▶ **Exercise description**
Give the records again. Keep them exact and leave out the images.

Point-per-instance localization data

══════

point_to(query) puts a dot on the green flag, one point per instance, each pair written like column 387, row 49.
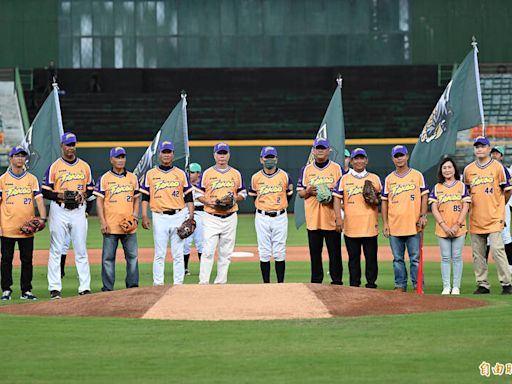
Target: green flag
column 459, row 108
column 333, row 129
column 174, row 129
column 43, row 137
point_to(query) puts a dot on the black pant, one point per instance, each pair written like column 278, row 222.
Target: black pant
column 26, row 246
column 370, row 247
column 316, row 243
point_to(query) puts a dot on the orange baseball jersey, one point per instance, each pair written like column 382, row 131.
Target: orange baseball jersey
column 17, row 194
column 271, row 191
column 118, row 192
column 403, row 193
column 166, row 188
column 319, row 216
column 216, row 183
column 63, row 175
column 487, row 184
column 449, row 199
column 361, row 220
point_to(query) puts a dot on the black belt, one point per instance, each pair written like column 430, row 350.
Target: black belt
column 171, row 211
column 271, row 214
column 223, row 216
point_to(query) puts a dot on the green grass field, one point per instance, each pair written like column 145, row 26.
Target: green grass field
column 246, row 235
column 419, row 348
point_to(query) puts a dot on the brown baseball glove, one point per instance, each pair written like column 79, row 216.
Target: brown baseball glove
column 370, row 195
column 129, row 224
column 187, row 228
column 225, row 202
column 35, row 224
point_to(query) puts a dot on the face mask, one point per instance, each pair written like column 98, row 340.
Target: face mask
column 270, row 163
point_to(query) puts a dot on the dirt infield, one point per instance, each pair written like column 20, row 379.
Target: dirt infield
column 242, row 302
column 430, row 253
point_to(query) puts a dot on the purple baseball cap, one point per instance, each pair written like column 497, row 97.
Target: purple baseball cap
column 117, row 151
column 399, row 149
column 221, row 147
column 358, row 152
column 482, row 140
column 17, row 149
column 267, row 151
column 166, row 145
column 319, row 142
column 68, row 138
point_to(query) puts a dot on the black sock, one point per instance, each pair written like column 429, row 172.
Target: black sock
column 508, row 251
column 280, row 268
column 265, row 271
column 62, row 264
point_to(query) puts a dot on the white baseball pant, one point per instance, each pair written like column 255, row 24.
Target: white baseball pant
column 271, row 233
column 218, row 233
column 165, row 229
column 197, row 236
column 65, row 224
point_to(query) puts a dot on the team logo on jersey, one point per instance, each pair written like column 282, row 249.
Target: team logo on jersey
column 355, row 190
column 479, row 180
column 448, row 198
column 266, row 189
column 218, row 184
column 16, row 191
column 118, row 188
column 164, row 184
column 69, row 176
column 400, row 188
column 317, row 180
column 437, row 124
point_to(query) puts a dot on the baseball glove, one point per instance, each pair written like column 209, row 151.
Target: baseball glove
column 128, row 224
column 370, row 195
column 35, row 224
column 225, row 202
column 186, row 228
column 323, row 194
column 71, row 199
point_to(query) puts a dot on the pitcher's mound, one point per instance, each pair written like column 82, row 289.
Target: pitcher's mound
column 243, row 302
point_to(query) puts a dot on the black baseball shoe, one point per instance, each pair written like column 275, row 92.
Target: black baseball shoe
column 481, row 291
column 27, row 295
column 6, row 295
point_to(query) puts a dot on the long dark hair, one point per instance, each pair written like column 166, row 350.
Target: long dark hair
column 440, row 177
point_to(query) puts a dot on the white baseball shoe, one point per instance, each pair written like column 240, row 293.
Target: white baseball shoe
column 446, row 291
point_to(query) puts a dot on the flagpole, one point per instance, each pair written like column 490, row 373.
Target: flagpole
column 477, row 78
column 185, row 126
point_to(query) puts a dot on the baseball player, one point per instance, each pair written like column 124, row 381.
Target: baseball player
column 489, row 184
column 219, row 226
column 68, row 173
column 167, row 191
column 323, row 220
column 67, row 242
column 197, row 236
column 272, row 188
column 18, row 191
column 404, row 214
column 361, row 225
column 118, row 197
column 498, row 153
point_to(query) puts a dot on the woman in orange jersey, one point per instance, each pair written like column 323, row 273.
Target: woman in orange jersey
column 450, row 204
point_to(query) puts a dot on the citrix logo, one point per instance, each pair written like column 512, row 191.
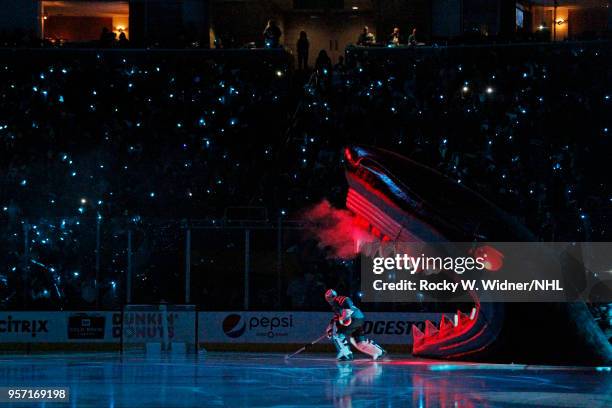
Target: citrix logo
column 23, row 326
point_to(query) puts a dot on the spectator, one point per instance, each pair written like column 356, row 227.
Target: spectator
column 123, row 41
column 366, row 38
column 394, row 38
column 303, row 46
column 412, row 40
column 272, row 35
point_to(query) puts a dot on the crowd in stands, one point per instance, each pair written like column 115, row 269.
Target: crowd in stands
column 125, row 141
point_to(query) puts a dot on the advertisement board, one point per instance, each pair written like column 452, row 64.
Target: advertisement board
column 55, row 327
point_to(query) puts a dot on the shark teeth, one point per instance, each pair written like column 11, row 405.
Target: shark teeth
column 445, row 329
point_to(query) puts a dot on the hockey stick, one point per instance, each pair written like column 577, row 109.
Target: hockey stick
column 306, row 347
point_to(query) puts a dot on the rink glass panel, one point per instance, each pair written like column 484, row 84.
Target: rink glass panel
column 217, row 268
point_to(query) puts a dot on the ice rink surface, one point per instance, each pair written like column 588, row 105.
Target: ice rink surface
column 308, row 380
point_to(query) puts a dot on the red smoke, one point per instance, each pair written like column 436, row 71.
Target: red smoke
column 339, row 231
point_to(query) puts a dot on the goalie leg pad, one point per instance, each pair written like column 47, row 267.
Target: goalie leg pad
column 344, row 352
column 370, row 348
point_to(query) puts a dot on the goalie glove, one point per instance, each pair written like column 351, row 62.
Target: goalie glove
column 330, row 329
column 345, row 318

══════

▶ **Answer**
point_to(query) puts a dot on the green flag, one point per instance, each pair written like column 387, row 49.
Target: green flag
column 459, row 108
column 333, row 129
column 174, row 129
column 43, row 137
point_to(query) puts a dot on the black pant, one point per instance, each pair written like column 278, row 222.
Target: black pant
column 26, row 246
column 370, row 247
column 316, row 243
point_to(query) puts a dot on the orange baseball jersey, one point per instance, each pair written like column 382, row 131.
Target: orange baseball jersey
column 17, row 194
column 271, row 191
column 118, row 192
column 403, row 193
column 166, row 188
column 319, row 216
column 216, row 183
column 63, row 175
column 487, row 184
column 449, row 199
column 361, row 220
point_to(query) puts a dot on the black belt, one point per instance, each pair written like column 430, row 350.
Target: black belt
column 171, row 211
column 271, row 214
column 223, row 216
point_to(query) puts a dot on the green grass field, one point per instance, each pair written like column 145, row 26.
Target: green grass field
column 246, row 235
column 419, row 348
point_to(query) puts a dot on the brown baseball glove, one point per instance, each pair written like column 79, row 216.
Target: brown baseball glove
column 370, row 195
column 129, row 224
column 187, row 228
column 225, row 202
column 35, row 224
point_to(query) puts a dot on the face mask, one point per instance, each pair written like column 98, row 340.
Target: face mask
column 270, row 163
point_to(query) puts a dot on the dirt infield, one point per instance, each pair written like column 20, row 379.
Target: dirt infield
column 242, row 302
column 430, row 253
point_to(query) puts a dot on the purple baseball cap, one point per instance, each pair written like column 497, row 97.
Target: purple baseball cap
column 117, row 151
column 399, row 149
column 221, row 147
column 358, row 152
column 482, row 140
column 17, row 149
column 267, row 151
column 166, row 145
column 319, row 142
column 68, row 138
point_to(query) puts a dot on the black sock, one point per instance, each pair written like column 429, row 172.
Target: black sock
column 508, row 251
column 280, row 268
column 265, row 271
column 62, row 264
point_to(query) puts a dot on the white baseball pant, one point per instance, each pair written like column 255, row 24.
Target: white baseball pant
column 271, row 233
column 218, row 233
column 165, row 229
column 197, row 236
column 65, row 224
point_to(query) puts a dot on the team logo on jersey, one point per instance, each pair written like column 282, row 249.
Target: team logo on jersey
column 355, row 190
column 479, row 180
column 448, row 198
column 266, row 189
column 218, row 184
column 16, row 191
column 118, row 188
column 164, row 184
column 69, row 176
column 400, row 188
column 317, row 180
column 437, row 124
point_to(query) puts a dot on the baseball glove, one point per instance, each pair written like column 209, row 151.
Target: baseball glove
column 128, row 224
column 370, row 195
column 35, row 224
column 225, row 202
column 186, row 228
column 323, row 194
column 71, row 199
point_to(query) puts a dot on the pitcher's mound, one point per instance, each pair written like column 82, row 289.
Target: pitcher's mound
column 243, row 302
point_to(query) puts a dot on the black baseball shoe, one point per instance, each pair written like column 275, row 92.
Target: black baseball shoe
column 481, row 291
column 27, row 295
column 6, row 295
point_to(query) puts a dot on the long dark hair, one point per instance, each pair written like column 166, row 350.
Target: long dark hair
column 440, row 177
point_to(query) puts a dot on the white baseball shoe, one point per instance, each pair written like column 240, row 293.
Target: white baseball shoe
column 446, row 291
point_to(query) puts a dot on the flagpole, one point per instance, each pair written like column 490, row 373.
Target: flagpole
column 477, row 78
column 185, row 126
point_to(query) puts a dot on the baseball player, one point per instance, each pair written like column 124, row 381.
Target: baseball player
column 489, row 184
column 219, row 226
column 68, row 173
column 167, row 191
column 323, row 220
column 67, row 242
column 197, row 236
column 272, row 188
column 18, row 191
column 404, row 214
column 361, row 225
column 118, row 197
column 498, row 153
point_to(query) puts a dot on the woman in orange jersey, one point per instance, each pair written like column 323, row 273.
Target: woman in orange jersey
column 450, row 204
point_to(query) puts a dot on the citrix logo, one point per instance, each pair written like column 512, row 191.
Target: citrix logo
column 23, row 326
point_to(query) puts a dot on the spectator, one point per instance, each pair written like column 356, row 227.
Target: spectator
column 123, row 41
column 366, row 38
column 394, row 38
column 303, row 46
column 412, row 40
column 272, row 35
point_to(query) puts a dot on the crowd in stands, one point per instance, each pair written like column 115, row 269.
Target: crowd in stands
column 125, row 141
point_to(query) puts a dot on the advertisement board, one point per instance, each pair written like column 452, row 64.
Target: advertisement board
column 55, row 327
point_to(query) puts a dot on the shark teeth, one point per instance, each pair written like column 11, row 405.
Target: shark teeth
column 445, row 329
point_to(query) puts a dot on the hockey stick, one point per instance, each pair written like column 577, row 109.
Target: hockey stick
column 306, row 347
point_to(query) puts a dot on the rink glass panel, one point per instance, each pair written like column 484, row 84.
Target: rink glass panel
column 217, row 268
point_to(query) puts a dot on the ice rink surface, one point per instance, each pair written like column 588, row 105.
Target: ice rink surface
column 308, row 380
point_to(query) puts a dot on the red smoke, one point per instance, each pair written like column 436, row 71.
Target: red smoke
column 339, row 231
point_to(query) puts a dot on the goalie leg pad, one point per instance, each pair written like column 47, row 267.
Target: goalie leg pad
column 344, row 352
column 370, row 348
point_to(query) puts a dot on the goalie glove, one point per instance, each pair written like column 351, row 62.
Target: goalie glove
column 330, row 329
column 345, row 318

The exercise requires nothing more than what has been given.